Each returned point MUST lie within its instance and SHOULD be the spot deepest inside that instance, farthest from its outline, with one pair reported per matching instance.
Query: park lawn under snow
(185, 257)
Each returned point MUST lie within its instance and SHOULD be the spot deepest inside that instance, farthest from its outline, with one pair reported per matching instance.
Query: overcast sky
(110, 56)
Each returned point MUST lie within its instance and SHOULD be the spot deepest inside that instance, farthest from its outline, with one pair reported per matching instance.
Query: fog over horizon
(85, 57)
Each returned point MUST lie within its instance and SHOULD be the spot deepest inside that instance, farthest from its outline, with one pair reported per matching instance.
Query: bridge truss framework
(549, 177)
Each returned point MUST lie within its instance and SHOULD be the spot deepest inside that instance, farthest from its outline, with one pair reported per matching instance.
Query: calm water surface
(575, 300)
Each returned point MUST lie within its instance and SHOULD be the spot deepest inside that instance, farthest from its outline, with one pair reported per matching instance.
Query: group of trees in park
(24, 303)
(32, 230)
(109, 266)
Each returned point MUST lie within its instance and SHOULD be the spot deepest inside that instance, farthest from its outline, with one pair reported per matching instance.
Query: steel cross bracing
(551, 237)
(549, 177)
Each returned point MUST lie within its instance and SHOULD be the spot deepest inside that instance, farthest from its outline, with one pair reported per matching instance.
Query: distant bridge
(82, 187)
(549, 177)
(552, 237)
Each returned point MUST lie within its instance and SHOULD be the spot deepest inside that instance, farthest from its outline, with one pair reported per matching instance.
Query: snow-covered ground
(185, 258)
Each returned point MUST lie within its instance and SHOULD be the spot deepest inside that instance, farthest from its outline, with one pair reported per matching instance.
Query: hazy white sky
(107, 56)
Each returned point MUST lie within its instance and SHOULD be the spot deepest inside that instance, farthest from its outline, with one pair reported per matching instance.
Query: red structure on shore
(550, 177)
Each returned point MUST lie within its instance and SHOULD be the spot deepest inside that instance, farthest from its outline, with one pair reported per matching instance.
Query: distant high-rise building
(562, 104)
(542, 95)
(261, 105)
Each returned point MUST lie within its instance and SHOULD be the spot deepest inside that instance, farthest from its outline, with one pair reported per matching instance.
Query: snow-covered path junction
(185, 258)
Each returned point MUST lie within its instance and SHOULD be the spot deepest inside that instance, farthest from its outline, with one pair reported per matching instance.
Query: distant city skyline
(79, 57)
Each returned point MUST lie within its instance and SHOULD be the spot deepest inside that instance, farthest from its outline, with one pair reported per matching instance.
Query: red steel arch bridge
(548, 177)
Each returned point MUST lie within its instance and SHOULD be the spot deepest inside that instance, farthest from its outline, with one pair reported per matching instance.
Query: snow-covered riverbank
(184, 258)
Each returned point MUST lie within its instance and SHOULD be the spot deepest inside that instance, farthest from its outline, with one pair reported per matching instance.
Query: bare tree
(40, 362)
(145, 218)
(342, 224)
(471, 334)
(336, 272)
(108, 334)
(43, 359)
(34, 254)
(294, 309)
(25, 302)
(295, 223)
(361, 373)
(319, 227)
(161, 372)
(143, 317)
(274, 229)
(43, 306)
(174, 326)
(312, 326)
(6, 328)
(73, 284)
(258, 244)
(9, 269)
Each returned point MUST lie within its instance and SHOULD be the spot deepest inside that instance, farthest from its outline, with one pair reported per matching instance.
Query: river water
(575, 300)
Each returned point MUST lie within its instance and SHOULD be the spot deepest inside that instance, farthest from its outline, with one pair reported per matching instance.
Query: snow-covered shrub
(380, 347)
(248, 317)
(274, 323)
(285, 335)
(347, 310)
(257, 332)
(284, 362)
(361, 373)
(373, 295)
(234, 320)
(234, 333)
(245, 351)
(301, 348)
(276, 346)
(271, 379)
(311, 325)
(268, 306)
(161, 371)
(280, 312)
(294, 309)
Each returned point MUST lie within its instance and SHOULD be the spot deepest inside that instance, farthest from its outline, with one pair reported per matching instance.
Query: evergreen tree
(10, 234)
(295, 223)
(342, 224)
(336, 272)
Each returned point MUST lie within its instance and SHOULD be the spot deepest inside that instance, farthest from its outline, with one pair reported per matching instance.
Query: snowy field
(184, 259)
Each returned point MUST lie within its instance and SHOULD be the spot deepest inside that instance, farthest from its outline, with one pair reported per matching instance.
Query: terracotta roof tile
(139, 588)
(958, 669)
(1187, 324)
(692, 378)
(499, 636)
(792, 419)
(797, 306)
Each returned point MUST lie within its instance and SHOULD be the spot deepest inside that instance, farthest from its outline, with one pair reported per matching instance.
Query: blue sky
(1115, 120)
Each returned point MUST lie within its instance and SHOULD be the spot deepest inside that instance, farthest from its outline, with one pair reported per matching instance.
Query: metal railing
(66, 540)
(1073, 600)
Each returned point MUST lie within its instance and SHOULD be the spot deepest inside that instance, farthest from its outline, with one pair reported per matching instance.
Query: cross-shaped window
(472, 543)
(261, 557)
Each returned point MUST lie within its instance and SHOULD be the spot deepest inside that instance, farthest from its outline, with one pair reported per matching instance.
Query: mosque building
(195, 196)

════════════════

▸ WRITTEN PROBLEM
Write out the records above again, keeping each one identical to the original.

▸ WORKED ANSWER
Each returned point MUST lie within its instance and SHOULD be the spot deepest inside that instance, farthest from its outline, with one pair reported per matching instance.
Query: park lawn under snow
(185, 257)
Each returned point MUST lie within its instance and SHOULD be the spot deepest inside that instance, farthest from its outline, with one pair reported per matching instance.
Query: overcast sky
(110, 56)
Each returned point MUST lie within its instance and SHOULD be the spot deepest inside that instance, farthest from its outline, with one pair reported per matching instance.
Query: fog over horizon
(85, 57)
Each returned point MUST lie within its instance and SHOULD be the spot deepest inside that instance, farthest from its outline, with one pair reported per matching instance.
Query: bridge truss framework
(549, 177)
Each returned point MUST lie within its instance and SHOULD be the spot deepest inside that instance, farthest from its outline, with one pair reported per matching instance.
Query: calm water surface
(575, 300)
Each returned point MUST lie within its instance and SHOULD be the spot deepest inside that instance, farthest from its outline, with one pair reported per matching instance.
Query: group of trees in park
(24, 303)
(32, 230)
(109, 266)
Each returned point MUST lie within its instance and SHOULD be the spot deepest inside that instance, farthest from its outline, with one pair reported per matching instance.
Query: steel cross bracing
(551, 237)
(549, 177)
Each returned point MUST lie within its instance and SHOULD be the spot deepest inside that instance, farthest from its outline, with one pair reported per matching instance.
Query: distant bridge
(82, 187)
(549, 177)
(552, 237)
Each returned point MUST lie within its instance and SHOULD be the spot deepest inside that instance, farthest from its outline, with one pair reported per matching instance.
Query: snow-covered ground
(185, 258)
Each returned point MUST lie within its instance and SHOULD be the spot deepest inside that instance, farthest from its outline, with one pair reported per matching instance.
Query: hazy white sky
(107, 56)
Each returned point MUST lie within its instance and SHOULD be the spot deepest inside that instance, farthest from its outline, with one pair reported per matching instance.
Query: red structure on shore
(550, 177)
Each returned point MUST lie within its instance and SHOULD be the spot deepest inside that instance, farthest from its outline, with one pair reported per matching instance.
Query: distant high-rise building
(562, 104)
(542, 95)
(261, 105)
Each returned point MUST lie within its instance and SHOULD be the spot deepest inside that instance, farthest from its outline, with one pair reported per matching instance.
Query: snow-covered path junction
(185, 258)
Each returned point MUST lie within its instance and SHOULD be the spot deepest inside that instance, farthest from its outline, with one pair reported per matching instance.
Query: distant city skyline
(79, 57)
Each returned point MUST lie within its instance and SHOULD be the spot deepest inside that instance, farthest from its outline, with one pair reported per matching instance.
Query: red steel arch bridge
(548, 177)
Each returned point MUST lie within its instance and SHOULD be the spot deepest inside that instance, farthest from its outline, with one pair reported per matching instance.
Query: snow-covered riverbank
(184, 258)
Each returned point MUST lie within its instance and SHOULD be the spot deepest inside that instance, farthest from its outline, with one pair reported per matching instance.
Query: bare tree
(40, 362)
(145, 218)
(342, 224)
(471, 334)
(336, 272)
(108, 334)
(43, 359)
(34, 254)
(294, 309)
(25, 302)
(295, 223)
(361, 373)
(319, 227)
(161, 372)
(143, 317)
(274, 229)
(43, 306)
(174, 326)
(312, 326)
(6, 328)
(73, 284)
(258, 244)
(9, 269)
Each returned point MUST lie within its instance and SHOULD be the spot deepest inside that instance, farthest from its outline, with one pair reported per matching instance.
Query: river water
(575, 300)
Each returned point MUST lie within its instance and SHOULD be the spot deepest inside that instance, farthest from its outline, with one pair reported per matching instance.
Query: snow-covered shrub
(380, 347)
(248, 317)
(274, 323)
(285, 335)
(347, 310)
(257, 332)
(284, 362)
(361, 373)
(373, 295)
(234, 320)
(234, 333)
(245, 351)
(301, 348)
(276, 346)
(271, 379)
(311, 325)
(268, 306)
(161, 371)
(280, 312)
(294, 309)
Each returned point MUST lie within its instance and SHOULD be the spot deepest inside that instance, farthest from its outline, with one pair reported per matching instance.
Query: evergreen tree
(10, 234)
(295, 223)
(342, 224)
(336, 272)
Each returned point MUST lie within its instance and SHOULD be the spot deepest inside that instance, farthest from its outline, with one pair reported per matching instance.
Query: snowy field
(184, 259)
Each returned point MUST lie within its instance and SHOULD be the spot deepest inside that instance, farthest from its outline, with one pair reported per matching instance.
Query: terracotta roof tile
(139, 588)
(958, 669)
(1187, 324)
(692, 378)
(499, 636)
(792, 419)
(797, 306)
Each returned point MUST lie within its instance and SHOULD be the spot deepest inside that instance, farthest from its outline, with one pair reported per matching instance.
Query: blue sky
(1115, 120)
Each returned point MUST lie within its instance and SHOULD be the spot deepest inside that instance, farthest from its outline, with one pair reported per matching instance.
Query: metal railing
(66, 540)
(1073, 600)
Each returned point MUST lie within its instance and SHOULD be the spot deepest inside that instance, farthest from its outline, with one pair reported per matching instance.
Query: cross-shaped window
(472, 543)
(261, 557)
Each returned point MUST lie within its instance and SHOULD be the spot deepest inside that instance, farthest from its outline, with one pair reported per matching instance.
Query: mosque building
(195, 196)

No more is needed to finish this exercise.